#### [Problem description]
Rewrite each of the rows below, changing "innermost spot" to "most central spot" and leaving everything else untouched.

---- Input data

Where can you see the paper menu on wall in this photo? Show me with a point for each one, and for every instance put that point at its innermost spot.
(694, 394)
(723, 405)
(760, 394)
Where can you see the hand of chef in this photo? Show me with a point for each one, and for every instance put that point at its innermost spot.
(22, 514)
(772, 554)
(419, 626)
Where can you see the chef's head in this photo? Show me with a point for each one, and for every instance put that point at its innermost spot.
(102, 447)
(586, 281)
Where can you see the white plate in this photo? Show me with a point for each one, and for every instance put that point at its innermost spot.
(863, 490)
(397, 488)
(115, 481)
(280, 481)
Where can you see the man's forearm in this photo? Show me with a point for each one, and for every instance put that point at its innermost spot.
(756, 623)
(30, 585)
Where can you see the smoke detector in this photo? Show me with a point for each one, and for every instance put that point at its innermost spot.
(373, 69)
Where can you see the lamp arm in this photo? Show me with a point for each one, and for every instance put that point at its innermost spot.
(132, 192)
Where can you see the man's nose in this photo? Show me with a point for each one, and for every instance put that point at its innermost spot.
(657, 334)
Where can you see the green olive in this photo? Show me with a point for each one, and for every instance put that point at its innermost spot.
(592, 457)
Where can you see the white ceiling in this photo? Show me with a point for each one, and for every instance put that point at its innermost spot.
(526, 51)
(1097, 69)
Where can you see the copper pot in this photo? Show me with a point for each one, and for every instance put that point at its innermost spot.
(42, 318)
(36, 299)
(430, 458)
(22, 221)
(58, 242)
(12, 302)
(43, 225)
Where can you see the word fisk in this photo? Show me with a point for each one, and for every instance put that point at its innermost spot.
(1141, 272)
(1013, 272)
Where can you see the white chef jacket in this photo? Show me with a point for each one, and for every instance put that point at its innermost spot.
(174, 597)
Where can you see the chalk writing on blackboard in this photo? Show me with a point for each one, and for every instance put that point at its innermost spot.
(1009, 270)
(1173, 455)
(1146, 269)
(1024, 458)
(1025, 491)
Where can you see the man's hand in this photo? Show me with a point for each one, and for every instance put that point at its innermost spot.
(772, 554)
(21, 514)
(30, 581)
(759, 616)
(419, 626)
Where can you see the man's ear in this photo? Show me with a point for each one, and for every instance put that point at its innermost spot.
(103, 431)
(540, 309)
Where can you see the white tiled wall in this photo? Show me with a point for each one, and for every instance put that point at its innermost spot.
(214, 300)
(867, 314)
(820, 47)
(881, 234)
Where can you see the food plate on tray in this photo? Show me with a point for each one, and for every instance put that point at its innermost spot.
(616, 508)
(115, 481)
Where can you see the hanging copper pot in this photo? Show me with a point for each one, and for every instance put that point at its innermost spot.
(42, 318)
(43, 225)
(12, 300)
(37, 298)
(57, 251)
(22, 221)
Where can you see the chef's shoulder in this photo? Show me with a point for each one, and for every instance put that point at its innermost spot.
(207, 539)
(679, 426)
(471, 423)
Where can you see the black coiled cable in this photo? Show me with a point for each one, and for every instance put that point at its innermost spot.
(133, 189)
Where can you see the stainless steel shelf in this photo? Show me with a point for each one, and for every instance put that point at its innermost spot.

--------

#### [Finished exercise]
Where can you see the paper menu on wall in this photo? Show me with a point for each one, and for every instance put that point at its most central spot.
(694, 394)
(723, 405)
(760, 394)
Where can you see the hand of chef in this photo? Show me with a point for each one, and for every instance put that point at its most central spot.
(22, 514)
(772, 554)
(419, 626)
Where can you see the chef's head in this photo? Show me with a point for each one, and for every instance put that point at its most central spot.
(102, 447)
(586, 281)
Where can you see the white plate in this photo? Show me with a point for each one, and for every instance put that point at its most central spot.
(863, 490)
(397, 488)
(115, 481)
(280, 481)
Where can you see the man's forearm in this photo? Show me with a point for each one, and for every instance put that point at its most central spot.
(756, 623)
(30, 585)
Where can you see the smoke detector in this photo? Show me with a point for each one, and for every instance put that point at its most central spot.
(373, 69)
Where can you see the lamp arm in this photo? Show me with a point for each one, and for every instance put that point at its most central spot.
(132, 192)
Where can you see the man's nose in this photo? Show me with a point for each one, and for every instance put that point at its most central spot.
(657, 334)
Where can you see the green olive in this photo? Show me with a point for each one, and for every instance put that point at its most central spot.
(592, 457)
Where can you see the white ceiling in this photo? Show me with a point for each one, and for every instance put that point at its most central spot.
(526, 51)
(1097, 69)
Where can you see the copper pot in this photo? Show me with a point for each one, and for every instance put that point at its most central spot.
(42, 318)
(36, 299)
(430, 458)
(22, 221)
(58, 242)
(12, 302)
(43, 225)
Where can you see the word fisk in this photo? Show me with a point for each one, and for every instance put that point at its most central spot.
(1141, 272)
(1013, 272)
Where can you see the white chef jacket in this photo? Show me with a point for each one, and for every instance put that point at its most central spot.
(174, 597)
Where can you see the chalk writing on blackboard in this photo? Show me with a point for each one, and for every instance put that point at its most central spot.
(1009, 270)
(1173, 455)
(1146, 269)
(1024, 458)
(1025, 491)
Where can you see the man's hand in this photo? Show me with a point for each one, and for every instance put that point at its most central spot.
(772, 554)
(21, 514)
(30, 581)
(759, 616)
(419, 626)
Where can you see the man's ear in this photo? Show me with a point for each one, and for every instance put that point at its most central spot.
(103, 431)
(540, 309)
Where can you see the white tiled wall in this photo? Show me with a point for each one, and for every instance put that point at its most central spot.
(214, 300)
(867, 314)
(820, 47)
(881, 234)
Where can you see the food plate on tray in this photo? Show me with a point for each one, and for every instance put that point at its most central spot.
(616, 508)
(115, 481)
Where can you see the hanging copper pot in this photo? Show me with a point for each one, and for every instance put that point at its most central spot.
(42, 318)
(43, 225)
(12, 300)
(37, 298)
(57, 251)
(22, 221)
Where can you see the chef's shoulder in this photo? Show me with a point for each one, and for every instance put that point at its most central spot.
(207, 539)
(679, 426)
(471, 423)
Where can you see the black coiled cable in this photo? Show me with a point for each one, and for every instance put that point at its most central spot.
(133, 189)
Where can you see the stainless steel shelf in this photo? Show me with a point for each one, and for every instance put that point at its most central spot.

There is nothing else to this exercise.